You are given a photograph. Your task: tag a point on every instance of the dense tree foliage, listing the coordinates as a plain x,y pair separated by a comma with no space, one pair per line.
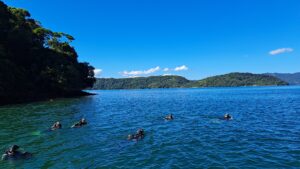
238,79
228,80
36,62
141,82
291,78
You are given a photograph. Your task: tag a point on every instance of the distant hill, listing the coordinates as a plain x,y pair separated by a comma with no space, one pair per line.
238,79
141,82
291,78
227,80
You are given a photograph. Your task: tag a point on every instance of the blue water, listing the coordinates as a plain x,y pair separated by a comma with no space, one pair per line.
264,132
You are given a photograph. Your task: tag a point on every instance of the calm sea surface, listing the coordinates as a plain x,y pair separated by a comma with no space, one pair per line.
265,131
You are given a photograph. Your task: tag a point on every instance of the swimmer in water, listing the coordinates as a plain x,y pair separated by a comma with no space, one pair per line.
169,117
14,154
227,116
81,123
56,125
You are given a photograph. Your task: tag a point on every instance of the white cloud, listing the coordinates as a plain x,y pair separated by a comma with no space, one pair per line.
136,73
181,68
280,50
166,69
98,72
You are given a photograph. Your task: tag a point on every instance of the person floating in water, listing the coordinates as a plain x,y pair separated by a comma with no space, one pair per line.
56,125
227,116
13,153
169,117
81,123
140,134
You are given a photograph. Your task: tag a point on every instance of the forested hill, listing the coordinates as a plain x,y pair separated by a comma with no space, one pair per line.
141,82
291,78
227,80
239,79
35,62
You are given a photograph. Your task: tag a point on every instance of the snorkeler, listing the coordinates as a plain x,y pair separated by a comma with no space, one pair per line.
227,116
14,154
140,134
56,125
81,123
169,117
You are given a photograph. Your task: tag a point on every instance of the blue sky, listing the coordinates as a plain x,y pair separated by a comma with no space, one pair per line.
192,38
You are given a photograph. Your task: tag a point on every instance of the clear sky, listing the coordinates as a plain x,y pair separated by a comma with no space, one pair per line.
192,38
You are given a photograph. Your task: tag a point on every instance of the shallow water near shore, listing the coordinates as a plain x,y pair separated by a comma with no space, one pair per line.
264,132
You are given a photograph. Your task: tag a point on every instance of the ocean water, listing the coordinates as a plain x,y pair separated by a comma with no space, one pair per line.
264,132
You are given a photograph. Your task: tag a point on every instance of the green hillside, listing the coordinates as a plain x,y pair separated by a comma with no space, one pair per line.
141,82
238,79
37,63
227,80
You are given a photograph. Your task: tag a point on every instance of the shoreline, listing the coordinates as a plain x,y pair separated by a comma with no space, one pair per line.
25,99
195,87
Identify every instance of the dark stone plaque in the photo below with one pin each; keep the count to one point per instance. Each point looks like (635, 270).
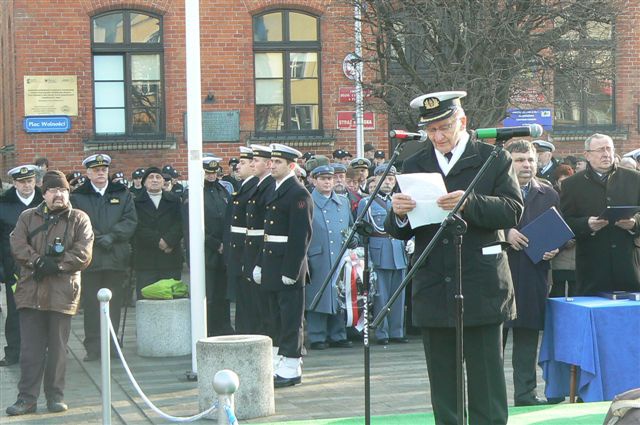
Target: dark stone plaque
(218, 126)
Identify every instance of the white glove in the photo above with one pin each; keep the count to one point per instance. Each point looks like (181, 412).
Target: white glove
(410, 247)
(257, 274)
(288, 280)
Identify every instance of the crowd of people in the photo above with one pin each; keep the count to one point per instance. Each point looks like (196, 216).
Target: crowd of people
------------------------------------
• **WORK INSTRUCTIONS**: Everything from the line with "of the ocean" through the end of the listing above, both ends included, should be set down exactly; copy nothing else, and skip the pictures.

• **COMPLETED TASK**:
You are given a photograph. Your task: tag a point on every instance of the ocean water, listing the coordinates as a plain x,y pair separated by a comma with no space, one pair per line.
264,132
You are given a photograph. Your task: tag a point on every instance of the green hillside, listing the coordinates as a plain x,y pair separated by a comma with no space, one pair per line.
141,82
238,79
37,63
227,80
You are given a photograph. Your task: tag a point on every instance of the shoreline, listing the coordinates as a plain x,y pair separated by a comma with no space, one pair per line.
25,99
195,87
Identify every instance of the dark stone plaque in the photo below with one pin each; keep the count to one point per instance. Each point looks like (635, 270).
Target: dark stone plaque
(218, 126)
Identify every instance of the white glove in the photo above with one pin each; keep the count to one point per instance. Each point looks like (181, 412).
Target: white glove
(410, 247)
(257, 274)
(288, 280)
Identify every instance of the crowd of people in the photo above with one pin each; keep the count to one point per instance. Each point looks like (196, 216).
Target: crowd of people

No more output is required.